- _Task details_
Can you put the entries below into a Markdown table with the columns Row and Line, starting with the line containing "on the wooden" and going on through the line containing "[(431, 312)]", both included and blank lines left out?

- _Material for the task_

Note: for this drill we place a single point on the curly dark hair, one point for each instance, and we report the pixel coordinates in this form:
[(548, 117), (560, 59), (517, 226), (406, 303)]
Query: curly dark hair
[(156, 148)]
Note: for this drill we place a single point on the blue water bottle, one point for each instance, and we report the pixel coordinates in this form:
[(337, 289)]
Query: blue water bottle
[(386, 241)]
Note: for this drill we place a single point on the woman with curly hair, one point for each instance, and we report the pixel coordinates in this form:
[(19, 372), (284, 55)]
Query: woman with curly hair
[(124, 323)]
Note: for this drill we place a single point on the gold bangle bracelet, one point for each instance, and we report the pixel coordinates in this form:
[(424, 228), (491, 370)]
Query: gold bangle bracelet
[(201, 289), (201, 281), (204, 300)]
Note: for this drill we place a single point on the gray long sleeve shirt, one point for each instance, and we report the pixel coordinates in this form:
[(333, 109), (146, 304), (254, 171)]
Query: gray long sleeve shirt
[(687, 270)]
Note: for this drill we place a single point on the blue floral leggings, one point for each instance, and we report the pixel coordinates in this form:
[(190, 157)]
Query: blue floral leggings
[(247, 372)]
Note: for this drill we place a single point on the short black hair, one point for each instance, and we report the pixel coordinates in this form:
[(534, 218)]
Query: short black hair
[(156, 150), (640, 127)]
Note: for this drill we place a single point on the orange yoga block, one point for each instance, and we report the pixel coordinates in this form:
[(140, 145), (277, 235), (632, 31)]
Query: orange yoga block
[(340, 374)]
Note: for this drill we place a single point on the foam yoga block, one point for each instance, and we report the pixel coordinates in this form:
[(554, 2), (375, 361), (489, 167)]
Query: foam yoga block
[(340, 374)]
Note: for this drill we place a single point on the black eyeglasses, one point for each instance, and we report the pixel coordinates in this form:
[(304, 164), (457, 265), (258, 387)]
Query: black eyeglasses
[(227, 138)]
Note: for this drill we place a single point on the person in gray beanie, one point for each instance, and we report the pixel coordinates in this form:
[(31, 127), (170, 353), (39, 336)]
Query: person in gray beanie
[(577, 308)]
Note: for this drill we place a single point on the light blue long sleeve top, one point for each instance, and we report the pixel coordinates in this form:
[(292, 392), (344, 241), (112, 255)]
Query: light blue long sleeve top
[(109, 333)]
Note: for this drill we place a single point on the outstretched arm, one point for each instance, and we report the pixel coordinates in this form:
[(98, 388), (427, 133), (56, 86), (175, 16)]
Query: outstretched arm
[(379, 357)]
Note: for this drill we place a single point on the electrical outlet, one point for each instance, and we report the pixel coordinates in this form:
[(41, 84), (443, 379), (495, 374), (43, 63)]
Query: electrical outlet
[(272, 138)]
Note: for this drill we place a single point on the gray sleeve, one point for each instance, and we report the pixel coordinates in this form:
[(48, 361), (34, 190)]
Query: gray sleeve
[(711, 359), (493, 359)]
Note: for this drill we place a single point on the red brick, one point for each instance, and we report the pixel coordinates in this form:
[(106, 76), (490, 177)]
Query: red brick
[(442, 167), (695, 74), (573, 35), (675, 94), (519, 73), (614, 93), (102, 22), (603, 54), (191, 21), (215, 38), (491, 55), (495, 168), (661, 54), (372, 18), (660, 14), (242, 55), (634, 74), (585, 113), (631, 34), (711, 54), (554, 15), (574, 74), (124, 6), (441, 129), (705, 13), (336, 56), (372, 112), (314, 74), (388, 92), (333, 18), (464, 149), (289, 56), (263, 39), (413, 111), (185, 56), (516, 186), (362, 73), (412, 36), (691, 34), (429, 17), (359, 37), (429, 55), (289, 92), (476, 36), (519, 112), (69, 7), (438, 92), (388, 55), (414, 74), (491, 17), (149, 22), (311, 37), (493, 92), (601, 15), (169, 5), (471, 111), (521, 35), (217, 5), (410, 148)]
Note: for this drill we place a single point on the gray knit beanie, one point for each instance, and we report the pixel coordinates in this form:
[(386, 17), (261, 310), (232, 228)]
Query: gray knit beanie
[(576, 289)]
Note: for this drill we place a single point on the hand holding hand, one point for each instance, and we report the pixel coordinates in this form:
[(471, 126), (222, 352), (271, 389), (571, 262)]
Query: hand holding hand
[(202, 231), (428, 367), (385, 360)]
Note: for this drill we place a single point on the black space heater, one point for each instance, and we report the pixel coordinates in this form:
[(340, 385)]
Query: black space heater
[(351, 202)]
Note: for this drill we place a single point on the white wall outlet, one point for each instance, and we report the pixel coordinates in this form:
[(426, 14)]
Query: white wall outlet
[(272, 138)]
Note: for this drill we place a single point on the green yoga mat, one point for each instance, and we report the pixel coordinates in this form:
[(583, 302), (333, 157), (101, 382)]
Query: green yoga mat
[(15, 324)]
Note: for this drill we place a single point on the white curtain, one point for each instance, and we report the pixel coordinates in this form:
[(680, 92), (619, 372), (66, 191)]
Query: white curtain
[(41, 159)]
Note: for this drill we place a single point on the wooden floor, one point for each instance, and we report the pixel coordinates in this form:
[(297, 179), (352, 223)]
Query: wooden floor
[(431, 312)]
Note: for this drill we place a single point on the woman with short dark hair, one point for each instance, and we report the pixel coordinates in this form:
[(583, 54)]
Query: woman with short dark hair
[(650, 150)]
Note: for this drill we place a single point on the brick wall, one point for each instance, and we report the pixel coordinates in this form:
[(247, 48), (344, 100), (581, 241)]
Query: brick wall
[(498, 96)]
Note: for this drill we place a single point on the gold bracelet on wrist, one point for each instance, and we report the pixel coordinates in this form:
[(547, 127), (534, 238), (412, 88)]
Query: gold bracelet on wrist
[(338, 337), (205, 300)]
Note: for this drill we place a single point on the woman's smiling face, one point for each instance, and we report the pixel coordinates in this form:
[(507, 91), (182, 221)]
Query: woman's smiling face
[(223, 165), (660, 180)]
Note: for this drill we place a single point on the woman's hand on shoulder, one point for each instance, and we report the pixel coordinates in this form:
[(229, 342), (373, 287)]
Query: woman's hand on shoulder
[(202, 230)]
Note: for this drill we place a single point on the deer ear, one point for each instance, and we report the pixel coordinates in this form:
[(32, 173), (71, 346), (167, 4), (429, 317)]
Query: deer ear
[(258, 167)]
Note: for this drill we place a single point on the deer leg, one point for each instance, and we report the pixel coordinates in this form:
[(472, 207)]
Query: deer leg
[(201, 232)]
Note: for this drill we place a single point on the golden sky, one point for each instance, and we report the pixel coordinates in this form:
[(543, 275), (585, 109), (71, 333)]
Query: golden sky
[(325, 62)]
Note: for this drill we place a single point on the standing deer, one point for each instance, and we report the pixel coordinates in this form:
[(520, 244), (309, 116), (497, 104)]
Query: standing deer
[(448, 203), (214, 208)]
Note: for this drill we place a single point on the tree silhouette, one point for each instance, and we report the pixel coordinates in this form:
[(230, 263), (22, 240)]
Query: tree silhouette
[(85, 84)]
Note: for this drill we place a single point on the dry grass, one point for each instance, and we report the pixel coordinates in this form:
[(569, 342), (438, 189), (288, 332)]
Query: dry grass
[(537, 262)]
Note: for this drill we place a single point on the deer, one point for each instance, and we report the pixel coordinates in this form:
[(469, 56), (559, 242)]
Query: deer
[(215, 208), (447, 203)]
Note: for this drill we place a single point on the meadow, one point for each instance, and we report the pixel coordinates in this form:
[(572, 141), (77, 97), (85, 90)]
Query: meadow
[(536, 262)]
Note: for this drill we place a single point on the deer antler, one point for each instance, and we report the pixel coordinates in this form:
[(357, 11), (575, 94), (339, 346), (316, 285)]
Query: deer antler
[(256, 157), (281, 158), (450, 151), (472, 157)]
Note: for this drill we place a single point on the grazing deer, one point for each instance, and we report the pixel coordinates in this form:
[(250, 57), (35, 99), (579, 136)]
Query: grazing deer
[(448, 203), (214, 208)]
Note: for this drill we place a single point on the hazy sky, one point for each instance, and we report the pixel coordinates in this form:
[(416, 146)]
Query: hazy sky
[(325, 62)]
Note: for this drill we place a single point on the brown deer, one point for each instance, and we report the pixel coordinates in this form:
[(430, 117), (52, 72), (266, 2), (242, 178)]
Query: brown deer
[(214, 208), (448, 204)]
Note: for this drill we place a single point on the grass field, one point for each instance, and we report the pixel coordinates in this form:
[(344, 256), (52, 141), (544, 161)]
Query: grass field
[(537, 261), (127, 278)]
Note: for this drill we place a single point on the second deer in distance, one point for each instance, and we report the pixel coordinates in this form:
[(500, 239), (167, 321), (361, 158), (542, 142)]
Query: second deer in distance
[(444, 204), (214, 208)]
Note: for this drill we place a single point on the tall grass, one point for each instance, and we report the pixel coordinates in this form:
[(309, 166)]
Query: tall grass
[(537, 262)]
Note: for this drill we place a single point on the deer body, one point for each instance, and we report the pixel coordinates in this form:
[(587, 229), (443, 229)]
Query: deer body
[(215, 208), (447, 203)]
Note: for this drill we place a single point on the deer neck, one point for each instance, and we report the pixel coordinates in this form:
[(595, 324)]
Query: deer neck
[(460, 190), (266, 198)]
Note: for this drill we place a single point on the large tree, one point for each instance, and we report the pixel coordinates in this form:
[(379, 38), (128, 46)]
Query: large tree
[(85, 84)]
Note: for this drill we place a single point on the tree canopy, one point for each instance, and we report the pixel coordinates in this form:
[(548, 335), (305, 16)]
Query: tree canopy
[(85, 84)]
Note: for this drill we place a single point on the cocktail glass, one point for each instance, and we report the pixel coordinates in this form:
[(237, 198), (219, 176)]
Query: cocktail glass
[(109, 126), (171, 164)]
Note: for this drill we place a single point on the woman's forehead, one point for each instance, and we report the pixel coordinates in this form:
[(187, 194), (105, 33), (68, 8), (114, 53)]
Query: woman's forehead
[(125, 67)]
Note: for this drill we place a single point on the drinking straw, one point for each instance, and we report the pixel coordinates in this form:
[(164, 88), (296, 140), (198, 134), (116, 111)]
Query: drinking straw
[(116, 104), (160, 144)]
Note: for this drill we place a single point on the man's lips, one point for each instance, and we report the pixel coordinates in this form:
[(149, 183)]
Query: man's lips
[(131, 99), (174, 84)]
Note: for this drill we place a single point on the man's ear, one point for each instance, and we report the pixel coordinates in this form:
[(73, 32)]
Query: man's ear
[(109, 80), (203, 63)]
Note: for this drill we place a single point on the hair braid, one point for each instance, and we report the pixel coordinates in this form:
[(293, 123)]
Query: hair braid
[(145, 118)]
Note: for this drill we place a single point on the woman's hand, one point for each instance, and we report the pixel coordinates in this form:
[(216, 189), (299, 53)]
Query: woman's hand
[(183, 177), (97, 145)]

- _The answer_
| Row | Line |
|---|---|
| 1 | Note: for this drill we place a single point on the wooden floor, one point for each instance, and we report the pixel coordinates in this form: |
| 2 | [(297, 179), (352, 223)] |
| 3 | Query: wooden floor |
| 4 | [(431, 312)] |